§ **Task requirements**: Retype all of the data below word for word, leaving the pictures out of your copy.

§ **Rows from an object pointing dataset**:
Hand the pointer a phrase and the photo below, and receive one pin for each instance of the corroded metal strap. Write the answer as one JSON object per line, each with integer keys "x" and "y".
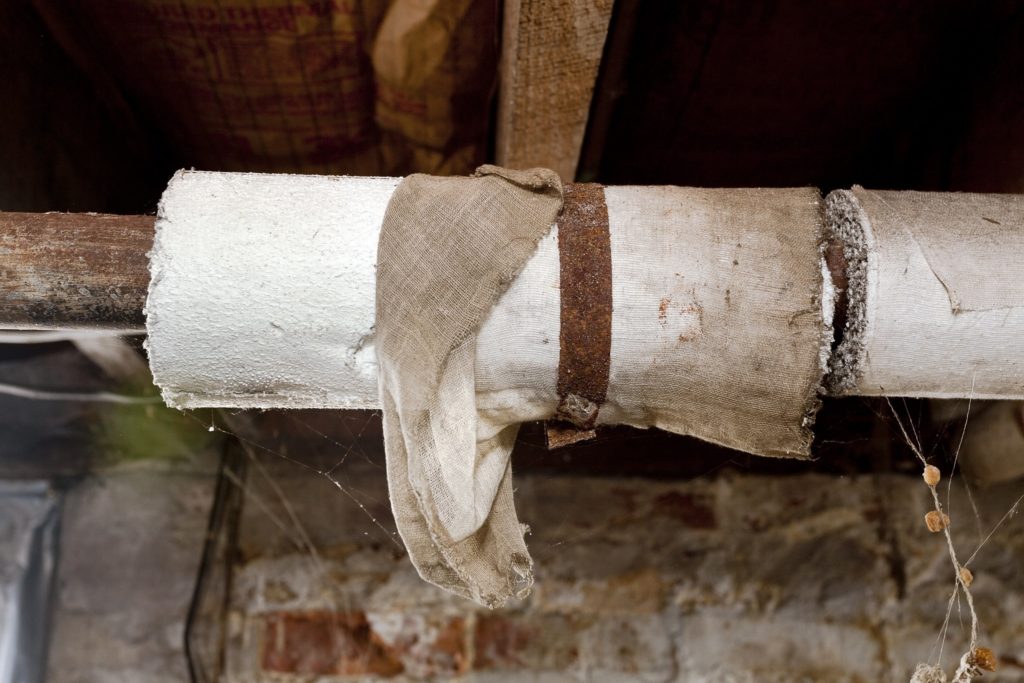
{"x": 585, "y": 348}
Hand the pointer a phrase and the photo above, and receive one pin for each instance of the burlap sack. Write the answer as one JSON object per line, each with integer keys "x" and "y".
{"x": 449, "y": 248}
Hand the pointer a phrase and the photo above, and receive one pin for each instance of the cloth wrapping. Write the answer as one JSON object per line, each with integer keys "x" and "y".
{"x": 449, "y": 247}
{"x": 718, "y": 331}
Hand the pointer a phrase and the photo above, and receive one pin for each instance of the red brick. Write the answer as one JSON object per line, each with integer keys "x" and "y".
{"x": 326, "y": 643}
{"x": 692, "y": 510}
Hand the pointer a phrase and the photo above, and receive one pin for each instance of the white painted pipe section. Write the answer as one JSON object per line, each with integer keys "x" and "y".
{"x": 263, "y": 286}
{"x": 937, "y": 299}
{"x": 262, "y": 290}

§ **Response to the exercise**:
Hand the pointer a phrase and the photo below, and receive one pin for each instance of the corroded metal strap. Write the answer as one JSON object per line, each with integer keys "x" and "y".
{"x": 585, "y": 348}
Hand the pointer a phrase and the photo above, and receive one pin for each instance of the burlap sack. Write the answer as one JSON object per line, each with integer keys "x" and "y".
{"x": 449, "y": 248}
Hand the pointer a phrase and the photo above, and receive one pin for each instance of the cloth wrapping. Write the answer as one JSON object per line, each with integer keys "x" and "y".
{"x": 449, "y": 247}
{"x": 718, "y": 331}
Hand the pointer a phrase and the photo above, and receive one pin for each instance of the red brick. Write the answer as one JSON object per line, each with integer keys "x" and "y".
{"x": 326, "y": 643}
{"x": 692, "y": 510}
Hand the pointer a phrase and the photo above, and receive one pin for each instance of the white painted pipe section. Write the answer as one JSON object per line, each with integer keys "x" and "y".
{"x": 263, "y": 286}
{"x": 937, "y": 299}
{"x": 262, "y": 290}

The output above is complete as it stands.